This viewpoint does not follow the original intuition of model. In this modification, user will choose his/her cluster first (Home or Work) and from this cluster, he/she will choose time and location of checkin.

To calculate for the first step of EM \begin{align} p(c\_i = k \| l\_i\; t\_i) &= \frac{ p(l\_i \; t\_i \| c\_i = k) \; p(c\_i = k)}{\sum\_{k' = 1}^K p(l\_i \; t\_i; \; c\_i= k')} \\\\ &= \frac{ p(l\_i \| c\_i = k) \; p(t\_i \| c\_i = k) \; p(c\_i = k)}{\sum\_{k'=1}^K p(l\_i \| c\_i = k') \; p(t\_i \| c\_i = k') \; p(c\_i = k')} \\\\ &= \gamma\_{ik} \end{align}

\begin{align} \log p(l\_i, \; t\_i, \; c\_i = k) &= \log p(l\_i \| c\_i = k) + \log p(t\_i \| c\_i = k) + \log P\_{c\_k} \\\\ &= -\frac{1}{2} \log \| \Sigma\_k\| -\frac{1}{2} (l\_i - \mu\_k)^T \Sigma\_k^{-1} (l\_i - \mu\_k) - \log \sigma\_k - (\frac{\pi}{12})^2 \frac{(t\_i - \tau\_k)^2}{2 \sigma^2\_k} + \log P\_{c\_k} + const \end{align} \begin{align} Q(\theta, \; \theta^{old}) &= \mathbb{E}\_{C \| X, \theta^{old}} [ L (\theta; X, C)] \\\\ &= \sum\_{i=1}^N \sum\_{k=1}^K p(c\_i = k \| x\_i, \theta^{old}) \; \log p(x\_i, \; c\_i = k \| \theta) \\\\ &= \sum\_{i=1}^N \sum\_{k=1}^K \gamma\_{ik} [ -\frac{1}{2} \log \| \Sigma\_k\| -\frac{1}{2} (l\_i - \mu\_k)^T \Sigma\_k^{-1} (l\_i - \mu\_k) - \log \sigma\_k - (\frac{\pi}{12})^2 \frac{(t\_i - \tau\_k)^2}{2 \sigma^2\_k} + \log P\_{c\_k}] \end{align}

We have one constraint that $$\sum\_{k=1}^K P\_{c\_k} = 1$$ so apply Lagrange multiplier we have $$Q(\theta, \; \theta^{old})= \sum\_{i=1}^N \sum\_{k=1}^K \gamma\_{ik} [ -\frac{1}{2} \log \| \Sigma\_k\| -\frac{1}{2} (l\_i - \mu\_k)^T \Sigma\_k^{-1} (l\_i - \mu\_k) - \log \sigma\_k - (\frac{\pi}{12})^2 \frac{(t\_i - \tau\_k)^2}{2 \sigma^2\_k} + \log P\_{c\_k}] + \lambda ( \sum\_{k=1}^K P\_{c\_k} - 1)$$

To optimize $$P_{c_k}$$ we take the derivative of Q and set it to 0. Moreover, taking advantage of the contraint to infer the value of $$\lambda$$ and plug it back to find the final value of $$P_{c_k}$$

\begin{align} \frac{\partial Q}{\partial P\_{c\_k}} &= \sum\_{i=1}^N \gamma\_{ik} \frac{1}{P\_{c\_k}} + \lambda = 0 \\\\ \lambda \; P\_{c\_k} &=- \sum\_{i=1}^N\gamma\_{ik} \\\\ \lambda &= - \sum\_{i=1}^N \sum\_{k=1}^K \gamma\_{ik} \\\\ P\_{c\_k} &= \frac{\sum\_{i=1}^N\gamma\_{ik}}{\sum\_{i=1}^N \sum\_{k=1}^K \gamma\_{ik} } \end{align}

We do the same to optimize $$\tau_k$$

\begin{align} \frac{\partial Q}{\partial \tau\_k} &= \sum\_{i=1}^N \gamma\_{ik}[( \frac{\pi}{12})^2 2 \frac{t\_i - \tau\_k}{2 \sigma^2\_k} ] = 0 \\\\ \sum\_{i=1}^N \gamma\_{ik} \; t\_i &= \sum\_{i=1}^N \gamma\_{ik} \tau\_k \\\\ \tau\_k &= \frac{\sum\_{i=1}^N \gamma\_{ik} \; t\_i}{ \sum\_{i=1}^N \gamma\_{ik}} \\\\ \end{align}

Note that using this formula $$\tau_k$$ is still in range 0 and 24.

· · · ·

:: REQUEST 1 ::
Rewrite the paragraph of the derivation that begins "This viewpoint does not follow" as a shorter version that keeps its main facts.
:: REQUEST 2 ::
Reproduce the part of the derivation that begins at the words "We do the same" and stops after "range 0 and 24.".
The material that comes next has no role in any of the tasks.

· · · ·

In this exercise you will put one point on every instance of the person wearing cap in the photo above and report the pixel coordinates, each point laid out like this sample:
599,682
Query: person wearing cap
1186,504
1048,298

· · · ·

:: RESPONSE 1 ::
This modification departs from the model's original intuition: the user first chooses a cluster (Home or Work), then chooses the check-in time and location from that cluster.

:: RESPONSE 2 ::
We do the same to optimize $$\tau_k$$

\begin{align} \frac{\partial Q}{\partial \tau\_k} &= \sum\_{i=1}^N \gamma\_{ik}[( \frac{\pi}{12})^2 2 \frac{t\_i - \tau\_k}{2 \sigma^2\_k} ] = 0 \\\\ \sum\_{i=1}^N \gamma\_{ik} \; t\_i &= \sum\_{i=1}^N \gamma\_{ik} \tau\_k \\\\ \tau\_k &= \frac{\sum\_{i=1}^N \gamma\_{ik} \; t\_i}{ \sum\_{i=1}^N \gamma\_{ik}} \\\\ \end{align}

Note that using this formula $$\tau_k$$ is still in range 0 and 24.